[Stored items from a collection]
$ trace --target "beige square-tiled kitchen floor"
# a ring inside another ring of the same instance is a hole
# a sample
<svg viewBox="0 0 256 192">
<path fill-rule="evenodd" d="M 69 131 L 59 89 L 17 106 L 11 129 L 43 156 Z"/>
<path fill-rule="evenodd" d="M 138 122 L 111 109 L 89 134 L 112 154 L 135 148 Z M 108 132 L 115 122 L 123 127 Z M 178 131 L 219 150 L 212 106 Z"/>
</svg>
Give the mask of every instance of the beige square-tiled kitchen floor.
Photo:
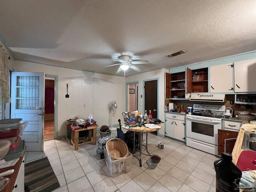
<svg viewBox="0 0 256 192">
<path fill-rule="evenodd" d="M 111 136 L 116 137 L 116 132 Z M 159 142 L 164 149 L 157 148 Z M 44 152 L 26 152 L 25 163 L 47 156 L 60 183 L 54 192 L 216 191 L 213 162 L 218 157 L 153 134 L 148 134 L 148 144 L 148 151 L 162 158 L 156 168 L 148 169 L 146 155 L 140 167 L 135 152 L 130 172 L 114 178 L 108 176 L 105 160 L 96 156 L 97 145 L 86 144 L 75 151 L 66 139 L 45 141 Z"/>
</svg>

▶ **WHAT TO DO**:
Begin at the line with "# a ring inside" and end at the last line of the data above. Reproduce those lines exactly, but not the pictures.

▶ **YOUR RESPONSE**:
# a ring inside another ring of the same instance is a hole
# a sample
<svg viewBox="0 0 256 192">
<path fill-rule="evenodd" d="M 69 131 L 59 89 L 17 106 L 11 129 L 43 156 Z"/>
<path fill-rule="evenodd" d="M 138 122 L 111 109 L 89 134 L 112 154 L 135 148 Z M 108 132 L 115 122 L 123 127 Z M 178 131 L 219 150 L 212 106 Z"/>
</svg>
Give the mask of every instance of the beige square-tiled kitchen floor.
Photo:
<svg viewBox="0 0 256 192">
<path fill-rule="evenodd" d="M 111 136 L 116 137 L 116 132 Z M 159 142 L 164 149 L 157 148 Z M 44 152 L 26 152 L 25 163 L 47 156 L 60 183 L 54 192 L 216 191 L 213 162 L 218 157 L 153 134 L 148 134 L 148 144 L 148 151 L 162 158 L 156 168 L 148 169 L 146 155 L 140 167 L 135 152 L 130 172 L 114 178 L 108 176 L 105 160 L 96 156 L 97 145 L 86 144 L 75 151 L 66 139 L 45 141 Z"/>
</svg>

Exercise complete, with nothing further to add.